_Records supplied_:
+ + +
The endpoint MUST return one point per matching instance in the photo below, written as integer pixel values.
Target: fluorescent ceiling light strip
+ + +
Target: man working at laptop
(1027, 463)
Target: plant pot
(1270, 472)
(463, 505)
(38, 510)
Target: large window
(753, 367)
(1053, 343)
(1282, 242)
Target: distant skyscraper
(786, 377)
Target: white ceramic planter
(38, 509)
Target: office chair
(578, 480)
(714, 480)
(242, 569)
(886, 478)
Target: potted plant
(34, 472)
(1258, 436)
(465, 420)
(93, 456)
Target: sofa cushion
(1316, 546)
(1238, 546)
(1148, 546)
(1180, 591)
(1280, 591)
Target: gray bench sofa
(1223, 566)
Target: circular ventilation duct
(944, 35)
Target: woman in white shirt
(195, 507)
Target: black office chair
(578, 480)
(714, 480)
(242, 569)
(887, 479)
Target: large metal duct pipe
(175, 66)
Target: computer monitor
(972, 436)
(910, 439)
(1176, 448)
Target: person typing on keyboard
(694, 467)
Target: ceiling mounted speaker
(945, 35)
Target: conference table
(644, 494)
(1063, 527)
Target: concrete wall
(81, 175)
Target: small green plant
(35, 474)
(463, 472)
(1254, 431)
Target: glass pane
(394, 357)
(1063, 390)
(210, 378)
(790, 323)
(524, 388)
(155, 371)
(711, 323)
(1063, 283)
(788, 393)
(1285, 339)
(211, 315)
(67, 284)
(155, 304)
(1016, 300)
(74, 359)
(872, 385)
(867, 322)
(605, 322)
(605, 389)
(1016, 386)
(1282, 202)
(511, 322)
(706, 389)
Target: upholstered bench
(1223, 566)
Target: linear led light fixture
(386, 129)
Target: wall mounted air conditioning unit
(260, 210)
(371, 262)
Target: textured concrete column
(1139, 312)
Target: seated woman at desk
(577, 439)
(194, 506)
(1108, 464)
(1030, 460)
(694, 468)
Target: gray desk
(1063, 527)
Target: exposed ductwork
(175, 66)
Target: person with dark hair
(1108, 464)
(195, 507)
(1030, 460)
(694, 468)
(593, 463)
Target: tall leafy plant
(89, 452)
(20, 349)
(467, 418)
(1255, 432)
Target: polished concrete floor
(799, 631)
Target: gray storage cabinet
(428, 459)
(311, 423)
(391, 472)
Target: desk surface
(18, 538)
+ + +
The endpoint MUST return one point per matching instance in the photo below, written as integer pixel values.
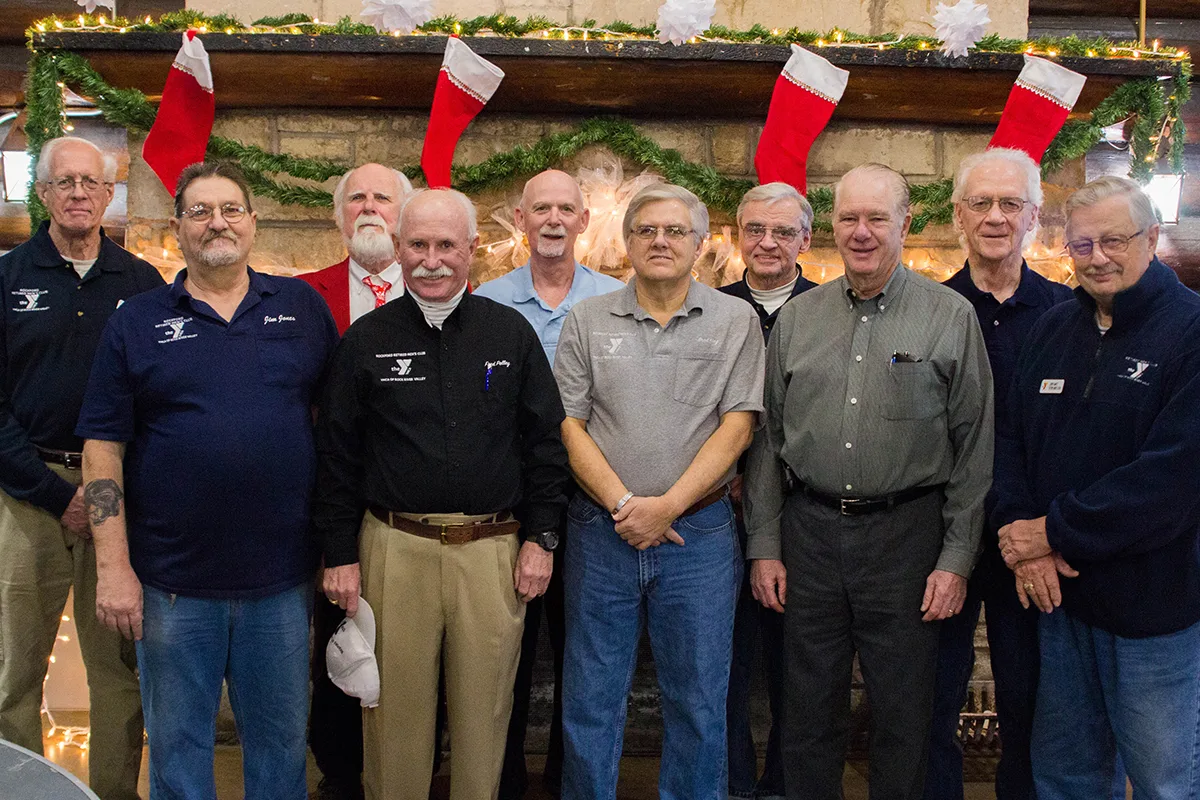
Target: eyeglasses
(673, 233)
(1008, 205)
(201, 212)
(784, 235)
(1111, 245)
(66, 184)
+ + +
_Work to complete_:
Copy the data between the lines holding "Target: office chair" and "(1254, 431)", inclusive.

_Output for this exercise_:
Target: office chair
(578, 480)
(714, 480)
(242, 569)
(886, 478)
Target: potted plant
(34, 472)
(1258, 436)
(465, 420)
(93, 456)
Target: sofa cushion
(1316, 546)
(1238, 546)
(1148, 546)
(1180, 591)
(1280, 591)
Target: gray bench sofa
(1223, 566)
Target: circular ventilation duct
(944, 35)
Target: woman in white shirt
(195, 507)
Target: black office chair
(578, 480)
(714, 480)
(242, 569)
(887, 479)
Target: large metal duct pipe
(175, 66)
Target: computer monitor
(972, 436)
(910, 439)
(1176, 448)
Target: person typing on keyboard
(694, 467)
Target: ceiling mounted speaker
(945, 35)
Target: conference table
(644, 494)
(1063, 527)
Target: concrete wall
(81, 175)
Target: small green plant
(35, 474)
(463, 472)
(1254, 431)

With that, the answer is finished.